_CONSEGNA_
Secondo il testo fornito, chi ha organizzato l'iniziativa-dibattito?

Dibattito e riflessioni su identità di genere e sessualità

Martedì sera, a partire dalle 21 si è svolta l’iniziativa-dibattito organizzato dal Collettivo di Lettere e tenuto dal Gruppo Giovani GLBTI* su identità di genere e orientamento sessuale, iniziativa molto partecipata che ha suscitato una discussione stimolante.
I ragazzi hanno introdotto il dibattito partendo dalla precisazione dei termini:
innanzitutto la definizione di sesso e genere, il primo come espressione di caratteristiche fisiche, biologiche, che distinguono le persone tra il sesso maschile, quello femminile e l’intersex; il secondo come costruzione sociale, che attribuisce una serie di caratteristiche ai due sessi (poiché nella nostra società l’intersex non viene considerato come possibile sesso, ma come patologia), generando i concetti, o meglio gli stereotipi, di mascolinità e femminilità. Da qui è emersa l’idea che lo stesso concetto di norma o normalità non esista di per sé, ma che venga costruito e cambi a seconda del contesto storico e sociale.

Dati di localizzazione con un punto per istanza
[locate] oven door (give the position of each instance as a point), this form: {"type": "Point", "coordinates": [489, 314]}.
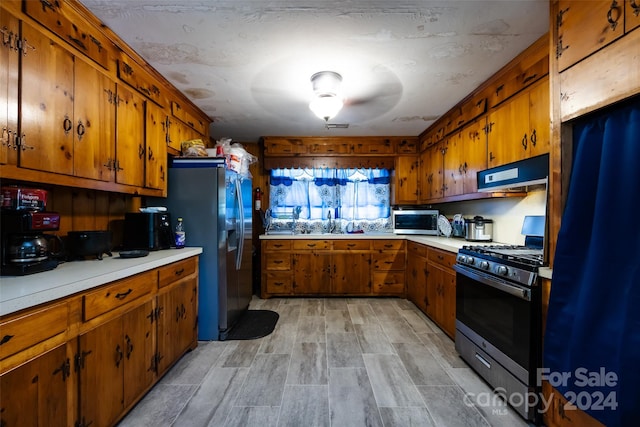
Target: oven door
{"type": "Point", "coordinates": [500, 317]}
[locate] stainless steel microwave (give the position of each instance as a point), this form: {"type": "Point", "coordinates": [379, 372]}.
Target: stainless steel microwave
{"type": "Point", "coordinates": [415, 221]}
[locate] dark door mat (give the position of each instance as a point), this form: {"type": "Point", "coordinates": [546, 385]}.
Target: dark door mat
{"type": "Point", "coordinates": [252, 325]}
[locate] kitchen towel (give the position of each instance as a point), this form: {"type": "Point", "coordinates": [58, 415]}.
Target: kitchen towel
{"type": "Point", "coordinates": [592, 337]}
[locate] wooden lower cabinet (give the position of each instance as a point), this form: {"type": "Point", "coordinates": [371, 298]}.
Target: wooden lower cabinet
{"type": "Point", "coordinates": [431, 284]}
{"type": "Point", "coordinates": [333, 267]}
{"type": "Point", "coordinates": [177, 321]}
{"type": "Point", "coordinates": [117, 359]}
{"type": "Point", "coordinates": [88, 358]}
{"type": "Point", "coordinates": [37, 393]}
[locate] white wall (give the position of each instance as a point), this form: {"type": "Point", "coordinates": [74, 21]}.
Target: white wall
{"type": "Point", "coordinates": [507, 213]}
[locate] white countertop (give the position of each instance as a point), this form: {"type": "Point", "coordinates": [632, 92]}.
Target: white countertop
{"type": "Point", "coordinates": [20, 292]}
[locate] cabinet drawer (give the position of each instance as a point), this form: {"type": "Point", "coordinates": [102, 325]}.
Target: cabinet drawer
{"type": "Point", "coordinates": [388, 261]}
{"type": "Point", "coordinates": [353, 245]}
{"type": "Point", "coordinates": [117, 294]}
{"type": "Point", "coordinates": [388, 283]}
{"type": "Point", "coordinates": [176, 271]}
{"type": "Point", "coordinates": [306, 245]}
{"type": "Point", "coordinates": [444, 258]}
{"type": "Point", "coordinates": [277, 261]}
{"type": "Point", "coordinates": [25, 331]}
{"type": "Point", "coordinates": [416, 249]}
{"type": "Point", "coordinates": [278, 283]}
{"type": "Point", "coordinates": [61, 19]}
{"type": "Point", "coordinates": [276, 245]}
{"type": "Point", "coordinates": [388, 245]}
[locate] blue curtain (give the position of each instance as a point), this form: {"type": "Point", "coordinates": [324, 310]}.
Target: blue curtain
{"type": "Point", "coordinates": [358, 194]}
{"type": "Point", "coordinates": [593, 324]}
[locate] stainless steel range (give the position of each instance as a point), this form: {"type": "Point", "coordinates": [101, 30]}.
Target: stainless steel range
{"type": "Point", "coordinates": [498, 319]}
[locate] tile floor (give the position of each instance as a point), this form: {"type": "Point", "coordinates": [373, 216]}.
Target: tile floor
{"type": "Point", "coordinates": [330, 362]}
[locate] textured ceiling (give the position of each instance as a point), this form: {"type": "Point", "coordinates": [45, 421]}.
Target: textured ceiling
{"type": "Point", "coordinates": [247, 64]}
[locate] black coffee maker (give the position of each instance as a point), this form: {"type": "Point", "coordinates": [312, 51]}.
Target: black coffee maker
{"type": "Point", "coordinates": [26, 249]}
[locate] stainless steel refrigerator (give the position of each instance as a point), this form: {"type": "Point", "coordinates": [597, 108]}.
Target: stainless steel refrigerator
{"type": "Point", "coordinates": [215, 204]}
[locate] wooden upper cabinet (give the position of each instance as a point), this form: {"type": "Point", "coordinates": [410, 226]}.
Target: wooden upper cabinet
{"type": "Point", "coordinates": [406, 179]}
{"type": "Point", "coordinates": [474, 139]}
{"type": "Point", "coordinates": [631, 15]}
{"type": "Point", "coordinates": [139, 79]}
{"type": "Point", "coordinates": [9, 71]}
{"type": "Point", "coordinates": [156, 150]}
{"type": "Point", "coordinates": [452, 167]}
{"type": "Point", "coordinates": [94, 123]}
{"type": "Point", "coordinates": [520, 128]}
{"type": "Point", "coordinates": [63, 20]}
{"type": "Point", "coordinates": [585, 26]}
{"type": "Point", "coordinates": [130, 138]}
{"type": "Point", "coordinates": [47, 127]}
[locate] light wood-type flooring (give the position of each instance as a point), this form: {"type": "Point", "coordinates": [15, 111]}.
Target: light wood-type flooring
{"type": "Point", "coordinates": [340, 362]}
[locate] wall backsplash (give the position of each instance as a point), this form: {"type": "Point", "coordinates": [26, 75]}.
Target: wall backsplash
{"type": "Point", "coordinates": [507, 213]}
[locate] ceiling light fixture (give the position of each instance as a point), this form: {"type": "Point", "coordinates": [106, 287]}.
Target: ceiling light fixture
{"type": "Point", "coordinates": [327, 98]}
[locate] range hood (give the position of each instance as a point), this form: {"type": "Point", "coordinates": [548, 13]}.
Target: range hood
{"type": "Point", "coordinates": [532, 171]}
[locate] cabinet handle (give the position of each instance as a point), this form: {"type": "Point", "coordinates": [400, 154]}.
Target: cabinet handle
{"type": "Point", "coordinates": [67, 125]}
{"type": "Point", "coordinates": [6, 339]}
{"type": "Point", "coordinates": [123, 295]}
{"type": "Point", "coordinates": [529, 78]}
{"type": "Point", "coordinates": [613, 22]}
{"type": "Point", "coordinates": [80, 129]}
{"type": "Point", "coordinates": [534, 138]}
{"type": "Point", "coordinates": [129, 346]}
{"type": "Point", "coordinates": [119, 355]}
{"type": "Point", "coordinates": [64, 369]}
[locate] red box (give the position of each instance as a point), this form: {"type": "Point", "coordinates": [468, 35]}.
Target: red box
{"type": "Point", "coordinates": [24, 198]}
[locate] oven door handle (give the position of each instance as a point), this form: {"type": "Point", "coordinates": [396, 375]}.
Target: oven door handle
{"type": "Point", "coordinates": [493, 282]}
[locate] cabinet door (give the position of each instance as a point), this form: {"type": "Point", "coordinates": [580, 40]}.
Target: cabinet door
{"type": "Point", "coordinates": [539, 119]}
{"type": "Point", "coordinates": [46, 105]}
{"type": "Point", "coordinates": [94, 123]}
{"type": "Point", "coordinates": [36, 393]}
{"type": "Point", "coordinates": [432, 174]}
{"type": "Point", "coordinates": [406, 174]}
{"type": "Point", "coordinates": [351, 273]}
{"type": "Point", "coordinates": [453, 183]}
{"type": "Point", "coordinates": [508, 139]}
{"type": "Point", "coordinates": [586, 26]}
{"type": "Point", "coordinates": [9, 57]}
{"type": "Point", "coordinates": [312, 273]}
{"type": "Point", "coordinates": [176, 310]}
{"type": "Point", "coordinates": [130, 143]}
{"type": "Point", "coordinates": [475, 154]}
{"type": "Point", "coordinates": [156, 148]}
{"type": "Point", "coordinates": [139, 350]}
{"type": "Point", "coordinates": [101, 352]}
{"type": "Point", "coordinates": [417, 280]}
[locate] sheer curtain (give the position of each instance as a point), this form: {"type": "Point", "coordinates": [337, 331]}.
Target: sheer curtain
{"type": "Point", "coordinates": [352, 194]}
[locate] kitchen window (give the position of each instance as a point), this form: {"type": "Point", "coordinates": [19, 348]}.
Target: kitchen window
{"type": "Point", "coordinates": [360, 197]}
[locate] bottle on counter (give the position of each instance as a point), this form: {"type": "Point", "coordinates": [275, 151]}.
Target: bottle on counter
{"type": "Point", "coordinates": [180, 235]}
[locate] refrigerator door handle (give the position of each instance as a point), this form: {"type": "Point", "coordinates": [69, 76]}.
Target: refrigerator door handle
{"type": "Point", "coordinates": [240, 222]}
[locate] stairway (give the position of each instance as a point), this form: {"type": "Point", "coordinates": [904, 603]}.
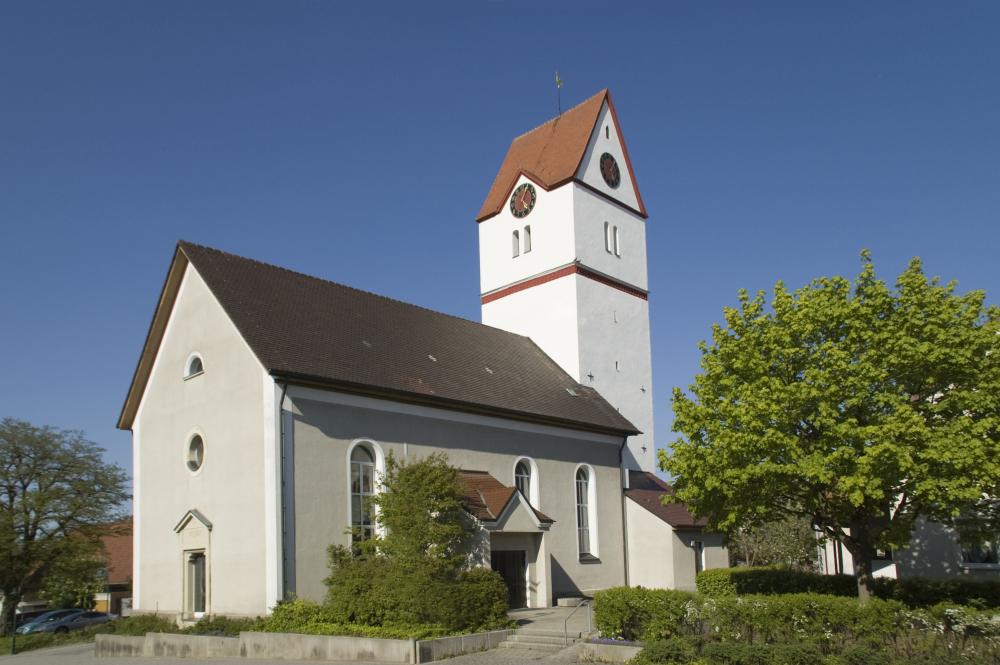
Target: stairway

_RISPOSTA_
Il Collettivo di Lettere.